* FONTE
--

Le immagini filmate dell’attacco, nell’ottobre 2024, alle Industrie Turche Aerospaziali alla periferia di Ankara con cinque vittime e ventidue feriti, possono essere archiviate come l’ultimo atto di terrorismo attribuito a miliziani del Partito kurdo dei lavoratori. In realtà si parlò anche dei Falconi della Libertà, una branca autonoma che da anni non seguiva la linea originaria del gruppo propenso a colpire solo militari e poliziotti. Ma le stesse indagini svanirono in favore di quegli incontri con Abdullah Öcalan fortemente voluti dal leader del Movimento  nazionalista turco Devlet Bahçeli, che dopo mesi hanno prodotto il recente pronunciamento di scioglimento del Pkk. Una notizia che fa dire a Bahçeli: “L'atmosfera di pace e sicurezza deve essere assolutamente permanente e realistica. La pagina sanguinaria scritta con il tradimento sarà chiusa per non essere mai più aperta". E ancora: “La palude dei pregiudizi deve essere svuotata, le dispute inventate devono finire, le tensioni pianificate che sono lo stadio di polemiche a buon mercato devono cessare, le parentesi delle ossessioni ideologiche senza princìpi devono essere chiuse”. Del resto due esponenti di vertice del partito filo kurdo Dem hanno dichiarato: "Si va creando un'atmosfera che abbracceremo con speranza" (Pervin Buldan) e “la mossa ha eliminato tutte le giustificazioni per evitare la riforma democratica" (Tuncer Bakırhan). Speranzosi tutti, da chi come l’attuale ministro degli Esteri Fidan ha partecipato di persona agli incontri con lo storico leader kurdo con cui aveva colloquiato anche nei tentativi di accordo del 2010-12; mentre Ali Mahir Başarır, leader parlamentare del principale partito di opposizione (Chp) ha esortato la politica ad "abbracciare il processo" ma di farlo gestire dal Meclisi. Forse accadrà, sebbene i segnali fin qui recepiti dicono che è l’attuale governo a trazione Akp-Mhp a voler incamerare il futuro vantaggio elettorale da un patteggiamento che significa sicurezza e pace. Così da far dimenticare quel “terrorismo kurdo” che oltre alle quarantamila vittime del decennio 1985-95, in gran parte propri civili, rivisse nel biennio 2015 e il 2016 centinaia di uccisioni di cittadini nei mesi dell’assedio alle località del sud-est anatolico voluto da Erdoğan.

--

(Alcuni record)

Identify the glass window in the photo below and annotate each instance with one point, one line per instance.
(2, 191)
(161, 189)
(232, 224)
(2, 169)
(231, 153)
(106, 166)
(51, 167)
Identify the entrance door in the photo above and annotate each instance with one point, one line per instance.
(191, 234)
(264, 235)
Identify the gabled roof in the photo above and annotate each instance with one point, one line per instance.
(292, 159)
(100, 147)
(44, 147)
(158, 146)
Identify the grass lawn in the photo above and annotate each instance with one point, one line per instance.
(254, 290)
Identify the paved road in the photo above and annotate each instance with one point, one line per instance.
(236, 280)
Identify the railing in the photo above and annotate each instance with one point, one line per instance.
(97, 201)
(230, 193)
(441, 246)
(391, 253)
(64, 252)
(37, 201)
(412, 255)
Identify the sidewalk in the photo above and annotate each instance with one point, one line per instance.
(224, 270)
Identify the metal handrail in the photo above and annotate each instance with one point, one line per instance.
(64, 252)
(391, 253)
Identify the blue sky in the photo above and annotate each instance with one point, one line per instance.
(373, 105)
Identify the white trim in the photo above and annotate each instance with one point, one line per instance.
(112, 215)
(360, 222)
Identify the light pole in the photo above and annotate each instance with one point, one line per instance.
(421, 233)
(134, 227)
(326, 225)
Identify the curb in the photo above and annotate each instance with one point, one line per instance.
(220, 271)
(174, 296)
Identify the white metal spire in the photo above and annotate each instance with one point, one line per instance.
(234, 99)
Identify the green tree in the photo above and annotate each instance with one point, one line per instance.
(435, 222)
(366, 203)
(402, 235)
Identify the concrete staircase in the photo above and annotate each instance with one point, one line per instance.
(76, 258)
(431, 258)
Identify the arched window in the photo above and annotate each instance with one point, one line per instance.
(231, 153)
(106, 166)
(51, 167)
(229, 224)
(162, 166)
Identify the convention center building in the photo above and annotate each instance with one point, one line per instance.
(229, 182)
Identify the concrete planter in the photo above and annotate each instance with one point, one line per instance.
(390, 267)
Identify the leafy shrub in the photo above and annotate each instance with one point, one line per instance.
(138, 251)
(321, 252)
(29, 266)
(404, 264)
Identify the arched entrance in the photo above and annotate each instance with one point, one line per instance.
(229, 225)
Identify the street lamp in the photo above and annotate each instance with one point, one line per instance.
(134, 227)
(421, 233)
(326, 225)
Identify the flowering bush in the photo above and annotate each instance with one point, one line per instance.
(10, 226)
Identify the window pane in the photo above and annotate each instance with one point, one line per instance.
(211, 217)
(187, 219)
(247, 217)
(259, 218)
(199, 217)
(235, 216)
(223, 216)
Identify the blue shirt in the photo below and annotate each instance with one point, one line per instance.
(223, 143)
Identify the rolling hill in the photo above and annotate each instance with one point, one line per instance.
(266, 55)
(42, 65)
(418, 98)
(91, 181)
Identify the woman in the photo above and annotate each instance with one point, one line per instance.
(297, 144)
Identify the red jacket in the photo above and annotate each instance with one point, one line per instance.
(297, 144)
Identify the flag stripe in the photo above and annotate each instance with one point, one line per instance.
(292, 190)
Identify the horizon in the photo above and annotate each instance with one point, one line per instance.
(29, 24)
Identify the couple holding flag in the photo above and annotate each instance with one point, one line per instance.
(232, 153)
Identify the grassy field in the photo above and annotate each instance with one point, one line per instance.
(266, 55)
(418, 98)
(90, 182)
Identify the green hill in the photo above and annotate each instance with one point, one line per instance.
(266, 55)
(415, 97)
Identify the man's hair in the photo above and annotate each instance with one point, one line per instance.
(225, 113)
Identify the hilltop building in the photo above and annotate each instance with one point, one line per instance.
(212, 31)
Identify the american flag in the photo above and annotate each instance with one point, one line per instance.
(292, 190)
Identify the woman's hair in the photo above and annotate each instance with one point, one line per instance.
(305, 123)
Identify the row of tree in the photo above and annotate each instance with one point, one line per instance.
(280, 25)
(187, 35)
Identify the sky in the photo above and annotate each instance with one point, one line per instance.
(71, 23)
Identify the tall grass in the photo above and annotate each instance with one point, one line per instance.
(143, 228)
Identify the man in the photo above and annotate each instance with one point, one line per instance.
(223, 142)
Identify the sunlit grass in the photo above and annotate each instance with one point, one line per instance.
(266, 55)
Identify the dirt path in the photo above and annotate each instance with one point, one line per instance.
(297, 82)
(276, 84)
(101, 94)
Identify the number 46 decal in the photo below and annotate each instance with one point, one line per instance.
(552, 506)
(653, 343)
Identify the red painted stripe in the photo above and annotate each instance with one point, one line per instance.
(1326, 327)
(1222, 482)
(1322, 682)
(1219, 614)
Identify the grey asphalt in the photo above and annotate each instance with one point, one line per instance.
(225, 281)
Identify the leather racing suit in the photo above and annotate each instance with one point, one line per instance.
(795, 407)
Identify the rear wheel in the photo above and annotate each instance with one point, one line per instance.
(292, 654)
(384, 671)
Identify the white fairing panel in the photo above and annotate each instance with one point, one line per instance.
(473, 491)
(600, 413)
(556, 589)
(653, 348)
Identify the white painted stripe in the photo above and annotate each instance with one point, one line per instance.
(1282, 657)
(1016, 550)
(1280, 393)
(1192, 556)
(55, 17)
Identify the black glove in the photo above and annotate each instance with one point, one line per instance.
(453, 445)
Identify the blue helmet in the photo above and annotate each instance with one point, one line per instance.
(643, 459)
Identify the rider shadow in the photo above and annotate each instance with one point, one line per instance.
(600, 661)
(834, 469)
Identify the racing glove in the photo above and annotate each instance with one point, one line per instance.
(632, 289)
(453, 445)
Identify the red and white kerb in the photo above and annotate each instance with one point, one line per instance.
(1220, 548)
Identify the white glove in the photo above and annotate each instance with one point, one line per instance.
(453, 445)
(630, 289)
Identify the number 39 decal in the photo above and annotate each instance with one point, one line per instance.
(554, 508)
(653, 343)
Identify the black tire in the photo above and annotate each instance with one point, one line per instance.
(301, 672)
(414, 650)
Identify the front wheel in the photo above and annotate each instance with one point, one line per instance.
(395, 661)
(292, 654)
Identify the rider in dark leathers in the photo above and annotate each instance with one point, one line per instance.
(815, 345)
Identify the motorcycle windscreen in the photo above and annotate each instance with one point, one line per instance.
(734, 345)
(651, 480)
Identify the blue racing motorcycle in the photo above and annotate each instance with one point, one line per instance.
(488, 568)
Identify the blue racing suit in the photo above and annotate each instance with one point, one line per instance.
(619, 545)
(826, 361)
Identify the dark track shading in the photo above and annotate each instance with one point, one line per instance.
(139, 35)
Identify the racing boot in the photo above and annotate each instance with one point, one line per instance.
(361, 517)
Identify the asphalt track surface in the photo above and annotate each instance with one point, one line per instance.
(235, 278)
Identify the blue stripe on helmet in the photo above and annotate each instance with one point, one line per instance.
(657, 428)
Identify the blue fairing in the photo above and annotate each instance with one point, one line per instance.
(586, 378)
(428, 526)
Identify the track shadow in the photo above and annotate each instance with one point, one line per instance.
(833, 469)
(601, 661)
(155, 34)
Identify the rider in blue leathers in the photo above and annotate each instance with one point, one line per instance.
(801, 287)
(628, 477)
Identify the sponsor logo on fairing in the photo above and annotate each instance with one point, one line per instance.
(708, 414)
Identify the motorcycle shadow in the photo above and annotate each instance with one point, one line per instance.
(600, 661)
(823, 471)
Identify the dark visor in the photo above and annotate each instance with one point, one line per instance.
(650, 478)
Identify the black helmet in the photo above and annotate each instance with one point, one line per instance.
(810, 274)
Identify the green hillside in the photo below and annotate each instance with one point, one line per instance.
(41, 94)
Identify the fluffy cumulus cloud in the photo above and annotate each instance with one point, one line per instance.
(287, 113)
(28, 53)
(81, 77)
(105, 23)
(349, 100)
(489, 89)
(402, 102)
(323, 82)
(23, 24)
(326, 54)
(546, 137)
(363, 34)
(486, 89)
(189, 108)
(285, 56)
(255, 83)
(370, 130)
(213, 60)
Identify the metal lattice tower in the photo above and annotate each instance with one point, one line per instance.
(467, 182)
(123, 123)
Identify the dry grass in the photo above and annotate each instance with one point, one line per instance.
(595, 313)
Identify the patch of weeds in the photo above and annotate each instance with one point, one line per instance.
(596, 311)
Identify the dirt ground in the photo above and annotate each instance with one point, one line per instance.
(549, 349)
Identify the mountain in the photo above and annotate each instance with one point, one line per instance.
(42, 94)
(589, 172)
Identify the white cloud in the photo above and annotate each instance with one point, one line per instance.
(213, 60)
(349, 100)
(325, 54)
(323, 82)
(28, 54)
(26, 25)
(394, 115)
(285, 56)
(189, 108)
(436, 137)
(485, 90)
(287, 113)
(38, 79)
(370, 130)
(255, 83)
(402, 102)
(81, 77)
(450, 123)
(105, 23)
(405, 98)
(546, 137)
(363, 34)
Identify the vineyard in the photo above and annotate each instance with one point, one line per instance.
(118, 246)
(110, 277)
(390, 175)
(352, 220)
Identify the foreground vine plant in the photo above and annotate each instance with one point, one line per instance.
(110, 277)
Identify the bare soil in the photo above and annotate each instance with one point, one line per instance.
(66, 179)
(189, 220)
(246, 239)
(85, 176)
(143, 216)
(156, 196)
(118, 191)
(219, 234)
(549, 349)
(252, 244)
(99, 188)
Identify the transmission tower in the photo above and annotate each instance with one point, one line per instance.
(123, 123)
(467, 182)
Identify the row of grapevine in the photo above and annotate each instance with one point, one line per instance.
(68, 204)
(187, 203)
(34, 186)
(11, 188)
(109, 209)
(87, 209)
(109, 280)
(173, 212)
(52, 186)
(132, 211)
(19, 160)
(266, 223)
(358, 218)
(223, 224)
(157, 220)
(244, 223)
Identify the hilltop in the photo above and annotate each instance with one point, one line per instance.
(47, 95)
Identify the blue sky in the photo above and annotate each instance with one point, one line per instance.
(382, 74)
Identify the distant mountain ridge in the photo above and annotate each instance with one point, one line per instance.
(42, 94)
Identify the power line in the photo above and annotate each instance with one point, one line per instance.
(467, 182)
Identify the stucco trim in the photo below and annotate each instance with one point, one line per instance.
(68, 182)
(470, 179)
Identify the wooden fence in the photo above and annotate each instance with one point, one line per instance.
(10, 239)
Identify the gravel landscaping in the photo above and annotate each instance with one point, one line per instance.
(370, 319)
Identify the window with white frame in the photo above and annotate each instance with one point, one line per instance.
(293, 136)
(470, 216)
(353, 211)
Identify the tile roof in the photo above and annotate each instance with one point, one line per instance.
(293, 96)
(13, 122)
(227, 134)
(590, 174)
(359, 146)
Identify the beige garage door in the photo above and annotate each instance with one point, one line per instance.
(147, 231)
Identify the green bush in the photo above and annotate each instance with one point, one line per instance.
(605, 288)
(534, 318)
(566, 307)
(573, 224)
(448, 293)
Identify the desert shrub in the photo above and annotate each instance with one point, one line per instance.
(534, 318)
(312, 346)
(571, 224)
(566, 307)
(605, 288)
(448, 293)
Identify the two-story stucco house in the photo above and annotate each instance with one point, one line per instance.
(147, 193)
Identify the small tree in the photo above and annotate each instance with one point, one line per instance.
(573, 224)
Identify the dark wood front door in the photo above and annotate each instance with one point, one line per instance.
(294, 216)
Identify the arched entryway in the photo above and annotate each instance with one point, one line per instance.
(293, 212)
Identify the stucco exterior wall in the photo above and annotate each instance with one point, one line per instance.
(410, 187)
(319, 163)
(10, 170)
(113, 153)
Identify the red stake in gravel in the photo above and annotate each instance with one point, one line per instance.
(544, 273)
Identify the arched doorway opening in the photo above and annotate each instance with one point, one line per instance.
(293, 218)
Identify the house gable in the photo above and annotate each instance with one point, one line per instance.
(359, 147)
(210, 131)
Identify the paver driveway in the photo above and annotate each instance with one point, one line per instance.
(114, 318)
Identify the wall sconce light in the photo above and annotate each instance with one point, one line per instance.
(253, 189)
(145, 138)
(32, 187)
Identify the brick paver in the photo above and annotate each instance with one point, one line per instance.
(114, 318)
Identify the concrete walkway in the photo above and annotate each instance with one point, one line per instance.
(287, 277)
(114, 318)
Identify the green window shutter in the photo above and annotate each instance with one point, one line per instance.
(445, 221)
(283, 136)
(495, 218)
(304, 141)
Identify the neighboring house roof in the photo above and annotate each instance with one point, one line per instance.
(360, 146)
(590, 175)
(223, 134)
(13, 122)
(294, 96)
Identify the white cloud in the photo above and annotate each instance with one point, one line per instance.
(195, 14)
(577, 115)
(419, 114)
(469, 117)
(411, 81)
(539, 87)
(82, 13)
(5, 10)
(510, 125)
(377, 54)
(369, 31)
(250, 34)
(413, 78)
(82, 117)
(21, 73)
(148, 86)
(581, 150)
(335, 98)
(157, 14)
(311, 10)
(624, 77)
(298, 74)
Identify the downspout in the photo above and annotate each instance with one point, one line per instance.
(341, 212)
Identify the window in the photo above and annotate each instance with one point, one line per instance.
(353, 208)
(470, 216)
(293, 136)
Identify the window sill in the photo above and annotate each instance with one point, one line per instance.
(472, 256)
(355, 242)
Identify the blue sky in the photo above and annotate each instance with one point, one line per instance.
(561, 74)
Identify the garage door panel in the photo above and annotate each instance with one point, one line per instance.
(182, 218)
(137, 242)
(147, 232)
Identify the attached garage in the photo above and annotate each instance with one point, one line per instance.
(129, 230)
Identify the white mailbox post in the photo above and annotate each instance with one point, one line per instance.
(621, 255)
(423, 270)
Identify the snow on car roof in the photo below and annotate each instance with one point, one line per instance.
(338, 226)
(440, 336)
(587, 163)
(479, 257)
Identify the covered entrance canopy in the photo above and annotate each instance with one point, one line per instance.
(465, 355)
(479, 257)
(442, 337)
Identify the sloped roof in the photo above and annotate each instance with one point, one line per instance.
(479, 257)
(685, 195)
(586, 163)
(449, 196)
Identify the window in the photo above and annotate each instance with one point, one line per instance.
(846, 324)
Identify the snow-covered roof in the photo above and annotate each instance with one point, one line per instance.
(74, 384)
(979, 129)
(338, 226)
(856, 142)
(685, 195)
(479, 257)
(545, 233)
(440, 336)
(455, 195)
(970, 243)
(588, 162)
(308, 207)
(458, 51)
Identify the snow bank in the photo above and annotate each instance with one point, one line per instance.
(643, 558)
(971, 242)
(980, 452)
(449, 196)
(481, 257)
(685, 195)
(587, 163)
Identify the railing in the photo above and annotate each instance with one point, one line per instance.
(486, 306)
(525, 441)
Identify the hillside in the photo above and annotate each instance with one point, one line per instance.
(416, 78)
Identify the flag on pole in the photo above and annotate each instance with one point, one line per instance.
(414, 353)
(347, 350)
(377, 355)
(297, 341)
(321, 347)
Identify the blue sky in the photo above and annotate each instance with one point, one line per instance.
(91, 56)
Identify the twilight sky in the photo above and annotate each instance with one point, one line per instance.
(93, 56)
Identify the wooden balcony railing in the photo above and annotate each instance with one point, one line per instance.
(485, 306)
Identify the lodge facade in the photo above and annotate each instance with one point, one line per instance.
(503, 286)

--

* OBIETTIVO DELL'ESERCIZIO
Prosegui il brano sullo scioglimento del Pkk dopo l'ultima frase riportata.

* ESERCIZIO SVOLTO
E’ l’alleato nazionalista d’un presidente che deve gestire l’ondata di proteste per l’arresto del sindaco repubblicano di Istanbul İmamoğlu ad aver tirato fuori dal cappello del realismo politico un asso vincente per il domani. Perché da esso può scaturire quel ritocco costituzionale atto a sdoganare un’ennesima candidatura del leader islamico  alle presidenziali del 2028. Un ritocco sostenuto dai voti del partito Dem che ora aspetta la riforma cui accennava Bakırhan: federalismo, autonomia nell’amministrazione locale che i sindaci kurdi, nel tempo passati da sigla a sigla per aggirare arresti e persecuzioni, vorranno cementare attraverso il riconoscimento della nuova linea promossa da zio Apo Öcalan. Ora che lui e i suoi uomini non possono più   essere tacciati di terrorismo e auspicabilmente torneranno liberi, tale normalizzazione è attesa col batticuore. E l’asso gettato sul tavolo da Bahçeli è rivolto anche a un bel pezzo d’elettorato repubblicano. Moderato, amante dell’ordine e della patria kemalista che verrà mostrata pacificata e sicura. Un colpo che né il compagno di studi di Bahçeli, l’alevita Kılıçdaroğlu, segretario del Chp che voleva diventare presidente e due anni fa venne per l’ennesima volta surclassato, e neppure il rampante İmamoğlu hanno pensato d’inserire nel programma di partito: la trattativa coi terroristi. La fedeltà al kemalismo, che storicamente ha usato ma mai amato la comunità kurda, venendone in buona parte ripagato, glie l’ha fin qui impedito. Certo,  pensare ai quasi coetanei Öcalan e Bahçeli - il leader kurdo è maggiore d’un anno o due - discorrere di futuro sembra impossibile. Marxista-leninista e guerrigliero il primo, lupo grigio l’altro e, per quanto figlio di agricoltori e lanciato nella carriera universitaria, attratto dalla politica nella sponda segnata da un colonnello fascistoide, Alparslan Türkeş, creatore del gruppo paramilitare che nei Settanta mise sottoterra migliaia di militanti comunisti e sindacalisti. Eppure il realismo non conosce veti. Almeno in una Turchia in crisi economica ma sorprendentemente al centro d’ogni sorta di diplomazia, visto che Putin e Zelensky giovedì passeranno per Istanbul.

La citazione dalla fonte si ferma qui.